**The exercise:**
Find "For every instance of the beach sand" in the records that follow; print that line and each subsequent line through the last one, verbatim and with nothing added.

**Record list:**

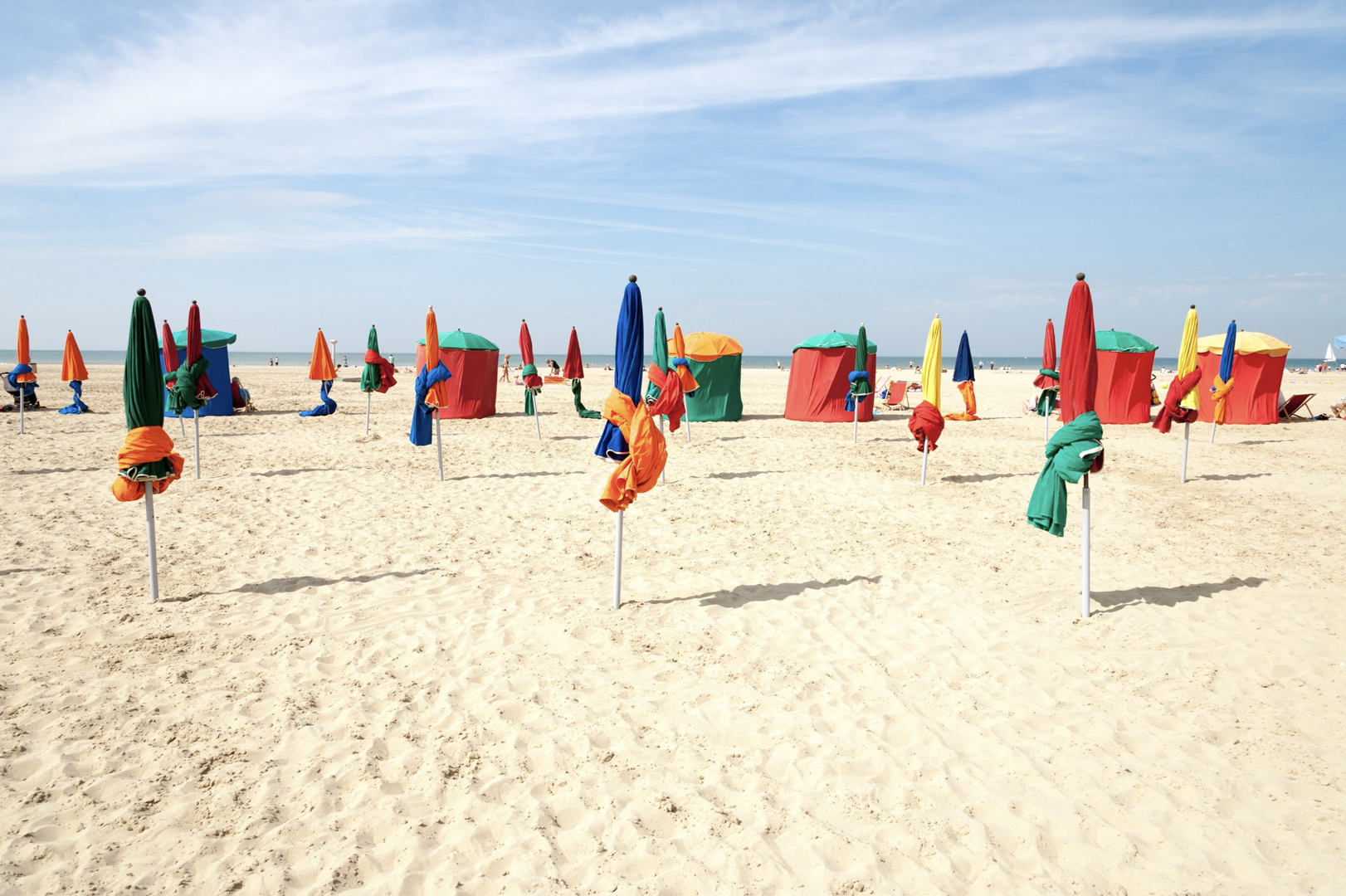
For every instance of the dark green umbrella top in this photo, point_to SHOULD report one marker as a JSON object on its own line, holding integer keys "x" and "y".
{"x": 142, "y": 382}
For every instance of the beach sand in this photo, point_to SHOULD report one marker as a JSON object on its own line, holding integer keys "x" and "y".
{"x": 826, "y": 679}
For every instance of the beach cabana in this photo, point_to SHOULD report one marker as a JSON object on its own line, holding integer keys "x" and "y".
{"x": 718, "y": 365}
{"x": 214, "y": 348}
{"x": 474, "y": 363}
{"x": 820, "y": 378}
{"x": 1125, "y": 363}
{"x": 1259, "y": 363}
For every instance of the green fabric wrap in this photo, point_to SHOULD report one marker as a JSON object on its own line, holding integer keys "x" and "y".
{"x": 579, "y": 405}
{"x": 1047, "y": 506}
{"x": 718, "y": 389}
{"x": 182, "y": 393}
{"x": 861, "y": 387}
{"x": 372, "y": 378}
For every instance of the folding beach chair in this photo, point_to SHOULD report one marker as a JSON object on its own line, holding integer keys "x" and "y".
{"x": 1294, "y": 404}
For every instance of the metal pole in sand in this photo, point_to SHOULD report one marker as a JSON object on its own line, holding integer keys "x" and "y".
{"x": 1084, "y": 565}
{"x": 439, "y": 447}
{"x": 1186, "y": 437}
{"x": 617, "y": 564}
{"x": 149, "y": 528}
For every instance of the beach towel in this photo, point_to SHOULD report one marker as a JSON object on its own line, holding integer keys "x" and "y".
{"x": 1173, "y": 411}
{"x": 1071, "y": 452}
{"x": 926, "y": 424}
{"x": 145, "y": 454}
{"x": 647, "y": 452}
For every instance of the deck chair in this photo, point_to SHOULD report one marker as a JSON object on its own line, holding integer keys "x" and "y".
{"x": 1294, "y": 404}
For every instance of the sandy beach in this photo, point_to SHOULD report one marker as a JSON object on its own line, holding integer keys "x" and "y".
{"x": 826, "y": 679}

**Expected answer:**
For every instance of the beach sand in this photo, point_to SHOULD report one marker as a JSON object on its own line, holding integer keys "x" and "y".
{"x": 826, "y": 679}
For every instance of the beach cabana in this photo, point_to SHOULD report one marker as a JSON object on its own line, holding integer keys "x" and "y".
{"x": 718, "y": 365}
{"x": 214, "y": 348}
{"x": 474, "y": 363}
{"x": 820, "y": 378}
{"x": 1125, "y": 363}
{"x": 1259, "y": 363}
For every instance of the green fabric wrap in this photo, point_to SHOULD report one marker as a JSON object on its own line, holding integer keys "x" and "y".
{"x": 579, "y": 405}
{"x": 1047, "y": 506}
{"x": 718, "y": 389}
{"x": 182, "y": 393}
{"x": 861, "y": 387}
{"x": 372, "y": 378}
For every instance of the folding beach chair in this photo, point_to SHOULD report one marker as a JSON object on its own line, holding integer keys "x" and "y".
{"x": 1294, "y": 404}
For every instance of the metal pole in sand in this photo, point_to SHOULD report one marker as a JSON object on its own line, holding integer keys "x" and "y".
{"x": 1084, "y": 565}
{"x": 439, "y": 447}
{"x": 1186, "y": 437}
{"x": 617, "y": 564}
{"x": 149, "y": 528}
For every instance of the beach towel in this photo, point_to SHOULD report one marker as a JSON object on its own line, holding integer keys "x" and "y".
{"x": 1173, "y": 411}
{"x": 1071, "y": 452}
{"x": 926, "y": 424}
{"x": 145, "y": 454}
{"x": 647, "y": 452}
For every instance of the deck chair in this photo, point_to SHOULD report one marker as a JSON object on its own line, holding integer keys "x" and "y".
{"x": 1294, "y": 404}
For every instance of the sandy beach in this photo, point_to SHOULD report one marker as a JSON object on its own line, holding integer keys "x" and "y".
{"x": 826, "y": 679}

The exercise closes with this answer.